» **Records from a data collection**

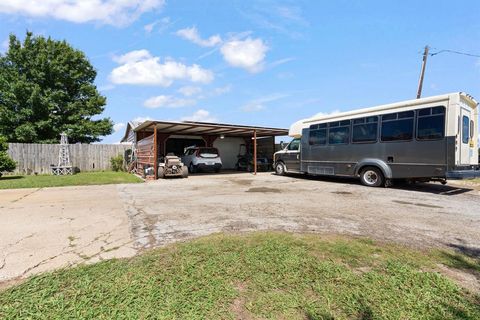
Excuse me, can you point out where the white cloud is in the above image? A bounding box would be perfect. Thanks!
[132,116,153,124]
[241,93,289,112]
[113,122,126,133]
[0,38,9,52]
[178,86,202,97]
[176,27,222,47]
[180,109,218,122]
[220,37,269,73]
[113,49,152,64]
[110,50,214,87]
[268,57,296,68]
[143,95,197,109]
[98,84,115,92]
[0,0,165,26]
[143,17,175,33]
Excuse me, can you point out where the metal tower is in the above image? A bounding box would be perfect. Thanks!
[52,132,73,175]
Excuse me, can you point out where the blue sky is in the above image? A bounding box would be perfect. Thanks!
[0,0,480,143]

» **Problem requirements**
Find every line in the items above that contains the word "point", and copy each of those lines in full.

» **Answer to this exercise**
Excuse me, can you point out where the white cloud is in the above image? A bounding box would be perfect. Thanks!
Excuse me, can you point out where the metal tower is in the above image? A bounding box would be perfect. Thanks!
Excuse me, can you point out where the blue sky is in the above image? A bounding box would be perfect. Thanks!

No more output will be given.